本文
####################
海底に設置される直前のOBEM(YK01-11航海にて)
日本での海底電磁気観測 
日本での海底電磁気観測は1981年に始まりました
1,2,3。そのきっかけは日本海溝周辺での日米共同での海底観測です。米国側はスクリプス海洋研究所であり、Dr. Filloux他のグループは当時すでに海底磁力計・海底電位差計などの開発に成功し、20台余りの装置を用いて深海底での電磁気観測を実施していました。日本はこの共同観測にあわせて新たに海底磁力計(OBM)を開発し、これを日本海溝陸側斜面に設置しました。日本初のOBMはフラックスゲート磁力計を搭載し、時限切り離し装置による自己浮上が可能でした。1981年7月、わずか1週間の記録ではありましたが海底での地磁気3成分の時間変化を測定することに日本で始めて成功しました。
その後、1981年~85年に行われた三陸沖・秋田沖・東海沖の海底電磁気観測をかわきりに、今日まで地球上の様々な海域で海底電磁気観測が実施されています
4。この間に海底磁力計に加えて、海底電位差計
5,6や、海底電位差磁力計(OBEM)
7,8,9が開発されました。またコスト・消費電力・性能のいずれの面でも進歩しました。
現在では世界中の様々な海で、日本の研究グループが海底電磁気観測を行っています。
【これまでに日本製のOBEMで海底電磁気観測が実施された海域(2011年時点)】
日本海溝、東海沖、対馬海盆、沖縄、東北沖、中部沖、伊豆小笠原、オントンジャワ海台、東太平洋海膨、フィリピン海、アデン湾、北西太平洋、マリアナ、南部マリアナ、南海トラフ、日本海、トルコ
マルマラ海、ラウ海盆 etc.
日本のOBEM(3つ玉)
####################
データ部分

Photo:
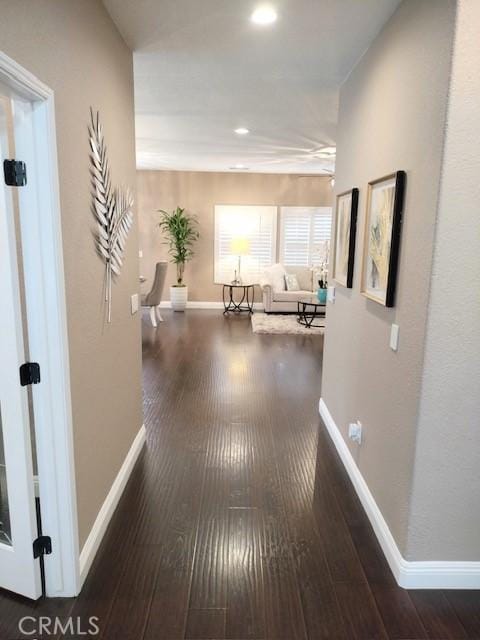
####################
課題
海底電磁気観測の本文から、「その後、1981年~85年に」を含む語句で始まり「現在では世界中の様々な海で、日本の研究グループが海底電磁気観測を行っています。」の後で終わる部分を、一字一句変えずに抜き出してください。

正解
その後、1981年~85年に行われた三陸沖・秋田沖・東海沖の海底電磁気観測をかわきりに、今日まで地球上の様々な海域で海底電磁気観測が実施されています
4。この間に海底磁力計に加えて、海底電位差計
5,6や、海底電位差磁力計(OBEM)
7,8,9が開発されました。またコスト・消費電力・性能のいずれの面でも進歩しました。
現在では世界中の様々な海で、日本の研究グループが海底電磁気観測を行っています。